Data pulled from a collection
begin
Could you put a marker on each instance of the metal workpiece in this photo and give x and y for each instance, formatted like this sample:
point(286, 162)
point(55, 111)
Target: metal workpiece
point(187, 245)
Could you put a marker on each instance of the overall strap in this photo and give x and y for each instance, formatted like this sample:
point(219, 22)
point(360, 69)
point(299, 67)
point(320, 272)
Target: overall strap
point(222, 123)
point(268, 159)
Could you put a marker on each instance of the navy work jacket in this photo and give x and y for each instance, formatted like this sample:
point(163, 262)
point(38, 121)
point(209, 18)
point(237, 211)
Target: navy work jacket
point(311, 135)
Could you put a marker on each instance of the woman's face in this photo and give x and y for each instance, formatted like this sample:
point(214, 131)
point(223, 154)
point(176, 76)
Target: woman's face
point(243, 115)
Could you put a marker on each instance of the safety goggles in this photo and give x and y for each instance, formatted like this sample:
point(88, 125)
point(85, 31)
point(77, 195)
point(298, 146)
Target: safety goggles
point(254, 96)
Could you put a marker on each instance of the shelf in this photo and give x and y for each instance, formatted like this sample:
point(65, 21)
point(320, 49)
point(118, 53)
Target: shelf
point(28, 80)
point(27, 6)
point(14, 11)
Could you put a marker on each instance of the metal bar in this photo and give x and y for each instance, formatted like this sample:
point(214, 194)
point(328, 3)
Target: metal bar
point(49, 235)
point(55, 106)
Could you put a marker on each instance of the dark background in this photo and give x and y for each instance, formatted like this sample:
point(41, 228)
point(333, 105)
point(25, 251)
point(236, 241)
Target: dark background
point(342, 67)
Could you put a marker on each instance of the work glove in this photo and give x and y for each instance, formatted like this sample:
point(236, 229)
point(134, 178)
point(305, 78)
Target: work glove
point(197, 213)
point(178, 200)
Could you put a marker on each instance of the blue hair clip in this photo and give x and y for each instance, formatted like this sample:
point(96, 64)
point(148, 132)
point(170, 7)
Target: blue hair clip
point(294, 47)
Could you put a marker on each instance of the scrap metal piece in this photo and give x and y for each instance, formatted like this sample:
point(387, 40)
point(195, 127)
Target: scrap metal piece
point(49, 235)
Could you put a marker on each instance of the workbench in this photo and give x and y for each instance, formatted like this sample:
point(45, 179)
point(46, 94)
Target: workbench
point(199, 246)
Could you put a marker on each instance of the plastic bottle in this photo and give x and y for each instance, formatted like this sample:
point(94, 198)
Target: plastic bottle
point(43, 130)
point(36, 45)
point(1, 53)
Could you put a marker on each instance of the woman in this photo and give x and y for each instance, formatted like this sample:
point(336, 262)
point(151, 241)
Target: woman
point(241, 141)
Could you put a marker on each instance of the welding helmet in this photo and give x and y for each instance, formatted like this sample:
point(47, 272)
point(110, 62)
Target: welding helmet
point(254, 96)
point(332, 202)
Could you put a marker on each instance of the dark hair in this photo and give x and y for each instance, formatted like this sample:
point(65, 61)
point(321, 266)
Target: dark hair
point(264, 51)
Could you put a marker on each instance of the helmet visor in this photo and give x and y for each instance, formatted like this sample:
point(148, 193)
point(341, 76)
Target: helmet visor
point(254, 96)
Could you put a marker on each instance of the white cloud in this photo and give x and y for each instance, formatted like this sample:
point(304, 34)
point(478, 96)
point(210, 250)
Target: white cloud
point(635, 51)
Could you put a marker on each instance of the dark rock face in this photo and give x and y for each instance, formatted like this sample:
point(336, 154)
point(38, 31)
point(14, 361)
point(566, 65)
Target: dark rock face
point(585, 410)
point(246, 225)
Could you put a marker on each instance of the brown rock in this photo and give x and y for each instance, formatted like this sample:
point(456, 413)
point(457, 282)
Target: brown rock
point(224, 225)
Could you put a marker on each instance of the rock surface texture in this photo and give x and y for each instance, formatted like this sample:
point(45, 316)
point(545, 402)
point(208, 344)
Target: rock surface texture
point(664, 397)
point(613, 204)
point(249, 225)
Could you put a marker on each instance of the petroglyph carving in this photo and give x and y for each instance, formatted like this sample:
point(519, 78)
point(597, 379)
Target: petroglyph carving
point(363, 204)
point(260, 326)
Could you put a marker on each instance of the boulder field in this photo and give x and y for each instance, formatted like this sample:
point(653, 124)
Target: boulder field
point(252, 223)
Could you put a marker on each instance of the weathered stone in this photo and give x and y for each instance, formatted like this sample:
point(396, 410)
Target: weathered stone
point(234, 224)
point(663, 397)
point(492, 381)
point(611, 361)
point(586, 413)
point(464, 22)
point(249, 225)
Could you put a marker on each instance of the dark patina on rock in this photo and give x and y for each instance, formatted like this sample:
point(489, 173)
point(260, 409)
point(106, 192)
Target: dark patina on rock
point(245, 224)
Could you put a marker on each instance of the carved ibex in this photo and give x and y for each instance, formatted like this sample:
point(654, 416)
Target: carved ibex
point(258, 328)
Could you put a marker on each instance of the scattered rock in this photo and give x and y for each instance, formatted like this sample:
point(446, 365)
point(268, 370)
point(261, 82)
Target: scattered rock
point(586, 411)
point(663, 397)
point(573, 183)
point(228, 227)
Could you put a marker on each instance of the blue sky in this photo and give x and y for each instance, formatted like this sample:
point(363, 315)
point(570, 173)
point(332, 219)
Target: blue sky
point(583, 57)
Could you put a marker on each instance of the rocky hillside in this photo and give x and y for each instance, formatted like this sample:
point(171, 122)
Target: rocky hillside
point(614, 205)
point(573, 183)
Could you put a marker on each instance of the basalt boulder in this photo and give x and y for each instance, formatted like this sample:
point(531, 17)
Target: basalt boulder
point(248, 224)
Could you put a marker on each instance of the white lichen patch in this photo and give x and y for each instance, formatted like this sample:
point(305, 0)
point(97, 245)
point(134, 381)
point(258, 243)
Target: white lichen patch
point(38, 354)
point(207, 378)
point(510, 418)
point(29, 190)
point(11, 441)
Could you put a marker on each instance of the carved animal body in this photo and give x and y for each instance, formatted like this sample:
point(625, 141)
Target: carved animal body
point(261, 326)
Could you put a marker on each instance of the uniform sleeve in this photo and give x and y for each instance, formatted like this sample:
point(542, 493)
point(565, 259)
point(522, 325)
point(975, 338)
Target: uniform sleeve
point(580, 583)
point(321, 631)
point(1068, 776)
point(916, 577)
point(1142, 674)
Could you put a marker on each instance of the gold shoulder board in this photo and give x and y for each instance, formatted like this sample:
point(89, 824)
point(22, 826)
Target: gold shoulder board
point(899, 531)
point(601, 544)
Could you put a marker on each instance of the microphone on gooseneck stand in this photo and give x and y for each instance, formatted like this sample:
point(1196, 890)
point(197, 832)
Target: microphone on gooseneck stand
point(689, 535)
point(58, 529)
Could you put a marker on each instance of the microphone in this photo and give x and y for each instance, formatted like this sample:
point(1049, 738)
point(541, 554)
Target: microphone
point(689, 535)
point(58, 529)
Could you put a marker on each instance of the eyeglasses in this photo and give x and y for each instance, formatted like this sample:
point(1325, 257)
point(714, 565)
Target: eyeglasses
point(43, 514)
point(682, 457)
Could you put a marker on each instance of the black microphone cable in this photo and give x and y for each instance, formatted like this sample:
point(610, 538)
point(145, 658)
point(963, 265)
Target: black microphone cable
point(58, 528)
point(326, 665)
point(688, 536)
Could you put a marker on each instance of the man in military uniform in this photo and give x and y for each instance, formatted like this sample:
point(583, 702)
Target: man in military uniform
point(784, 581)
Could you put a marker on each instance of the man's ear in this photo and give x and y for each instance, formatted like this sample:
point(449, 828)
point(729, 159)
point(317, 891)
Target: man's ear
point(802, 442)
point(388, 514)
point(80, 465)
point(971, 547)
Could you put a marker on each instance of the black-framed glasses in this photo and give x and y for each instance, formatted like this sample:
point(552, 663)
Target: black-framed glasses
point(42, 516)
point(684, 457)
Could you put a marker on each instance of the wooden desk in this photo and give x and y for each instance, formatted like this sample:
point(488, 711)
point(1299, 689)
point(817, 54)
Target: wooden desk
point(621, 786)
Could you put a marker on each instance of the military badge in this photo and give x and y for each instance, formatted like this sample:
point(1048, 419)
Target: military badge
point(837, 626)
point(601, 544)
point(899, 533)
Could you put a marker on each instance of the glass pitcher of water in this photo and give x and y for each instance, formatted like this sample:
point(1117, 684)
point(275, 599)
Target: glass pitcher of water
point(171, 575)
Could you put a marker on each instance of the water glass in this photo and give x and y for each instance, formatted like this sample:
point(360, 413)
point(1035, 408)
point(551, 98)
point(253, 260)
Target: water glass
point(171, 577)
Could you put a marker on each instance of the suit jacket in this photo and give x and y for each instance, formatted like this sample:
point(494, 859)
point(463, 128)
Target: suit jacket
end
PROBLEM TO SOLVE: Take everything from the start of the listing down to the line containing "point(342, 67)", and substitute "Label" for "Target" throughout, leaving all else unchanged.

EXERCISE RESULT:
Could you put a marker on each instance of the metal workpiece in this photo and give x and y for each instance, formatted like this sample:
point(286, 162)
point(55, 111)
Label: metal workpiece
point(187, 245)
Could you put a marker on each instance of the overall strap in this photo and give x and y for each instance, formatted like this sample:
point(219, 22)
point(360, 69)
point(299, 67)
point(320, 272)
Label: overall strap
point(222, 123)
point(268, 159)
Could you put a marker on each instance of the navy work jacket in this photo and give x and y for each instance, formatted like this sample:
point(163, 262)
point(38, 121)
point(209, 18)
point(237, 211)
Label: navy work jacket
point(311, 135)
Could you put a marker on each instance of the woman's face in this photo and give x and y for each instance, formatted like this sample:
point(214, 131)
point(223, 154)
point(176, 76)
Label: woman's face
point(243, 115)
Could you put a marker on each instance of the safety goggles in this photo and give x and y for each instance, formatted like this sample:
point(88, 125)
point(85, 31)
point(77, 195)
point(298, 146)
Label: safety goggles
point(254, 96)
Could you put a marker on each instance of the shelf in this photo and give x and y for each instance, formatted like this sample:
point(65, 21)
point(320, 49)
point(118, 53)
Label: shelf
point(28, 80)
point(27, 6)
point(14, 11)
Could you put a marker on each instance of the metal bar in this photo and give x and y for each instance, formatted like this sample:
point(214, 194)
point(328, 3)
Label: metal bar
point(49, 235)
point(55, 106)
Could you put a marker on each instance of the dark background in this photo and give x and y for each instance, formatted like this sample:
point(41, 228)
point(333, 105)
point(25, 251)
point(236, 241)
Label: dark background
point(342, 67)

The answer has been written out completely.